(Task requirements)
A - Can you reproduce the passage of the blog post on evidence-based medicine word for word, starting with "Megan McArdle links" and going on through "blogger, after all."?
B - How would the blog post about Groopman's view of evidence-based medicine go on after its last sentence? Write the next part.

(Text block)
Thursday, August 30, 2007

Mechanical or Intuitive Medicine?

Megan McArdle links to this Charles Lambdin review of the book, How Doctors Think, by Jerome Groopman. Now, I have not read Groopman's book, and it is intellectually irresponsible to comment on books you haven't read, but what the heck -- I'm just a D-List blogger, after all.

Lambdin's main criticism of Groopman's book is focused on Groopman's hostility toward "evidence-based medicine." Silly me, I thought all medical science was supposed to be evidence-based -- I thought that was what distinguished Western Medicine from accupuncture and homeopathy and the rest of the woo-woo stuff. But apparently not, and, at least if you believe Lamdbin, Groopman is on the side of the woo-woos. Groopman apparently admits that doctors, like all of us, have a whole array of cognitive biases, that they are inconsistent over time, and that such inconsistency affects their diagnostic accuracy. Yet, despite that, Groopman objects to attempts to make medical diagnoses more accurate through the use of statistical aids:

Groopman tells us he is troubled that new doctors seem to be trained to “think like computers,” that they rely on diagnostic decision aids and some seductive “boiler-plate scheme” called evidence-based medicine. Groopman’s position, when his various arguments are gathered and assembled, becomes untenable. He admits doctors suffer from innumerable biases that diminish the accuracy of diagnosis, reducing many diagnoses to idiosyncratic responses fueled by mood, whether the patient is liked or disliked, advertisements recently seen, etc. Thus Groopman agrees with decision scientists’ diagnosis of doctor decision making; but then he goes on to wantonly dismiss what many of the very same researchers claim is the best (and perhaps only) remedy, the way to “debias” diagnosis: evidence-based medicine and the use of decision aids. In place of statistics what does Groopman suggest doctors rely on? Clinical intuition of course, the very source of the cognitive biases he pays lip service to throughout his book.

(Material provided)
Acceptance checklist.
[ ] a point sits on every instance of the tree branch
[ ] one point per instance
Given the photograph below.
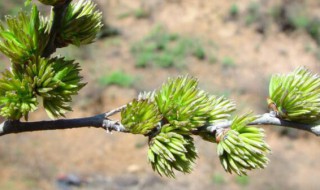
(269, 119)
(102, 121)
(98, 121)
(58, 14)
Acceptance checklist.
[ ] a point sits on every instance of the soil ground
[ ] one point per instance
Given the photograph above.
(118, 161)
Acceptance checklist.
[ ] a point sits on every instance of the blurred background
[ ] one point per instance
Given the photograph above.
(232, 46)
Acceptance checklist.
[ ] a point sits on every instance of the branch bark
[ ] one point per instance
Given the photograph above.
(102, 121)
(269, 119)
(98, 121)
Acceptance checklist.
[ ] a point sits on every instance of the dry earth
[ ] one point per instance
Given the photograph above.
(118, 161)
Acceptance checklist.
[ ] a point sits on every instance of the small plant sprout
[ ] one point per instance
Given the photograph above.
(169, 117)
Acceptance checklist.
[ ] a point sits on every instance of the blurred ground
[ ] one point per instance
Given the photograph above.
(246, 51)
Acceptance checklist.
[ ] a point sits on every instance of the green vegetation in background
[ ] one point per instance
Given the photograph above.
(218, 179)
(138, 13)
(118, 78)
(228, 62)
(242, 180)
(165, 49)
(253, 13)
(11, 7)
(234, 11)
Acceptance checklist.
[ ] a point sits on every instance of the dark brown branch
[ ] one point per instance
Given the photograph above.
(58, 14)
(98, 121)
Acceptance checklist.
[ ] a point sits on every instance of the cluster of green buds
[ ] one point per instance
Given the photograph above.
(242, 147)
(169, 117)
(33, 77)
(295, 96)
(80, 24)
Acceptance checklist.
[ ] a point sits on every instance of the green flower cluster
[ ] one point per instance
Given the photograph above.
(140, 117)
(169, 151)
(296, 96)
(52, 2)
(54, 80)
(80, 25)
(169, 116)
(242, 148)
(185, 107)
(32, 78)
(23, 36)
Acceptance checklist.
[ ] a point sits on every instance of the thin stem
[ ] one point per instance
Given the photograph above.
(269, 119)
(58, 14)
(101, 121)
(98, 121)
(115, 111)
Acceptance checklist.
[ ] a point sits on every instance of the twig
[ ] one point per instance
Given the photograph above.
(270, 119)
(115, 111)
(98, 121)
(58, 14)
(102, 121)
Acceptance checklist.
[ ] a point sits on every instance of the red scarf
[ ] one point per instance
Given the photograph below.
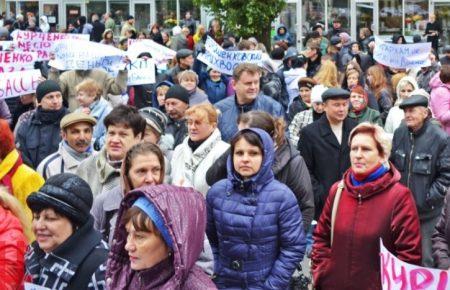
(7, 179)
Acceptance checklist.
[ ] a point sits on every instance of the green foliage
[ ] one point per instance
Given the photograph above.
(245, 17)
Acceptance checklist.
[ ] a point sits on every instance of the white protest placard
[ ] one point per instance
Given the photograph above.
(30, 286)
(225, 61)
(69, 54)
(141, 72)
(159, 52)
(402, 55)
(41, 42)
(19, 83)
(17, 60)
(396, 274)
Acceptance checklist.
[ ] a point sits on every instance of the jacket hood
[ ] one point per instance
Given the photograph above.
(401, 83)
(184, 214)
(265, 173)
(436, 82)
(369, 189)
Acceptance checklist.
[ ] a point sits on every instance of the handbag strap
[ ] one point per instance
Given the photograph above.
(335, 207)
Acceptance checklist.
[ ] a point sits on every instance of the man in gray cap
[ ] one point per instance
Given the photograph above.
(185, 61)
(76, 132)
(323, 144)
(39, 136)
(421, 152)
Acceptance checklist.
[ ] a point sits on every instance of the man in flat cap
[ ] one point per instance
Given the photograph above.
(324, 144)
(76, 132)
(421, 152)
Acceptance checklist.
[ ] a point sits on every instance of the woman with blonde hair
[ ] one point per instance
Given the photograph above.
(377, 85)
(327, 75)
(15, 234)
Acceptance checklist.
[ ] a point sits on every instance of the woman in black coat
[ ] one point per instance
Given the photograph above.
(288, 167)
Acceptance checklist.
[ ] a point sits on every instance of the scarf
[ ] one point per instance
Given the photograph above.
(75, 154)
(50, 116)
(376, 172)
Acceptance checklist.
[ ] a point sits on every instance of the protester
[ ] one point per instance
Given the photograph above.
(200, 150)
(308, 116)
(420, 150)
(369, 203)
(88, 95)
(65, 237)
(378, 86)
(188, 79)
(395, 116)
(76, 132)
(176, 104)
(360, 112)
(440, 97)
(14, 236)
(124, 128)
(324, 147)
(39, 136)
(262, 248)
(248, 97)
(144, 217)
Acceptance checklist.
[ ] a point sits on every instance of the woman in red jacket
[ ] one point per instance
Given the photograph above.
(372, 205)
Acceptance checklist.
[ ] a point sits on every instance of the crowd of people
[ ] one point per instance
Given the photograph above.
(204, 180)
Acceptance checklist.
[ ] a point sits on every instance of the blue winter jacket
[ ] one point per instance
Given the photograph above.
(230, 110)
(254, 227)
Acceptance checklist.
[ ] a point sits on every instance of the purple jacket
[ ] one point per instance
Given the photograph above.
(440, 102)
(184, 213)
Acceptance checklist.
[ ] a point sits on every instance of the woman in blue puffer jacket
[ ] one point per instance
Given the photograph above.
(254, 223)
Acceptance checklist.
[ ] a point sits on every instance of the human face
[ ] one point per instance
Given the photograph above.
(199, 129)
(415, 117)
(246, 87)
(364, 155)
(352, 80)
(84, 99)
(357, 101)
(78, 136)
(145, 249)
(406, 91)
(145, 170)
(175, 108)
(305, 94)
(188, 84)
(50, 229)
(318, 107)
(119, 139)
(336, 110)
(151, 135)
(52, 101)
(247, 159)
(187, 62)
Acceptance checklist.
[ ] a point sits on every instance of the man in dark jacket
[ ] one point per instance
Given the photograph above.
(323, 144)
(97, 28)
(246, 78)
(176, 104)
(39, 136)
(421, 152)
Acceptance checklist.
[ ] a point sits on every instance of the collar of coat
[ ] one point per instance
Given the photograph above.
(69, 255)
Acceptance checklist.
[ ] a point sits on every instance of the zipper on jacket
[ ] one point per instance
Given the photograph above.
(411, 138)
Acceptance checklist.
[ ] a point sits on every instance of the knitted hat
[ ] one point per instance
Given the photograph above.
(67, 194)
(178, 92)
(46, 87)
(154, 118)
(152, 212)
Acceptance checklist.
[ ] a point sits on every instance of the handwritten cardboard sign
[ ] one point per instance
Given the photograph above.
(396, 274)
(402, 55)
(19, 83)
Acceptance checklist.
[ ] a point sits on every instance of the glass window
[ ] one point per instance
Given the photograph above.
(390, 16)
(416, 17)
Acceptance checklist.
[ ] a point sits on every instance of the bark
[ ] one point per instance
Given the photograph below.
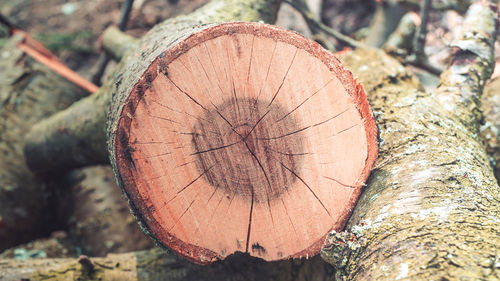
(100, 221)
(29, 92)
(159, 265)
(76, 137)
(430, 210)
(490, 128)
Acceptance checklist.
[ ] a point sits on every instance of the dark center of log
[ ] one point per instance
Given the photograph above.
(243, 147)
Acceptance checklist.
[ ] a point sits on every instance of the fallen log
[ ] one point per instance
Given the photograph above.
(29, 92)
(212, 128)
(153, 92)
(490, 129)
(430, 209)
(76, 137)
(99, 220)
(157, 264)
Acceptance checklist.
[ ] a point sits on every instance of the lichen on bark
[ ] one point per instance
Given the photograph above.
(430, 208)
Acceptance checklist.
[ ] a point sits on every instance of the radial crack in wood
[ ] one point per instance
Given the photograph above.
(242, 137)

(Numbered answers)
A -
Megan McArdle links to this Charles Lambdin review of the book, How Doctors Think, by Jerome Groopman. Now, I have not read Groopman's book, and it is intellectually irresponsible to comment on books you haven't read, but what the heck -- I'm just a D-List blogger, after all.

B -
Groopman, though, is not alone. Many doctors don't like "mechanical" evidence-based approaches:

Most doctors do not like decision aids. They rob them of much of their power and prestige. Why go through medical school and accrue a six-figure debt if you’re simply going to use a computer to make diagnoses? One study famously showed that a successful predictive instrument for acute ischemic heart disease (which reduced the false positive rate from 71% to 0) was, after its use in randomized trials, all but discarded by doctors (only 2.8% of the sample continued to use it). It is no secret many doctors despise evidence-based medicine. It is impersonal “cookbook medicine.” It is “dehumanizing,” treating people like statistics.


The reason why "treating people like statistics" is better is that it works.

I've been to Vegas a time or two, and somehow I end up seated at a blackjack table. When I find myself in such a situation, I play something called "basic strategy" -- a set of mechanical rules for how to play based upon my cards and the dealer's cards. Now, I wish I could say that basic strategy results in my beating the house, but the truth is that all it does is reduce the house edge to about 1% and means I lose my money at a relatively slow rate.

Sometimes I've been seated next to somebody utterly convinced his or her intuitions or hunches are better than playing the odds. Sometimes they really do get a five when the they hit sixteen and the dealer has a six up. You can be sure they notice every instance in which a deviation from basic strategy pays off. But they don't notice all the times their "hunches" cause them to get hammered. Apply the same woo-woo approach in medicine, and you get crap like this, bleating on about the wonders of intuition. Playing the odds still works better. That's why they are the odds.

As Megan observes, it's natural to resist the idea of using a formula, even when the formula works:

Every profession resists being told that there is a standard way to do things, that a cookie cutter can cut better than their skilled hand. Journalists famously hate the "inverted U" style of writing a news story, even though it really does seem to work better than anything else; it's boring to write, and leaves no room for individual style. Teachers don't like "teaching to the test" or rigidly programmed phonics curricula, even though the latter produces measurably better results than all but the very best teachers. Unfortunately, for many of us, it may be time to welcome our new robot overlords.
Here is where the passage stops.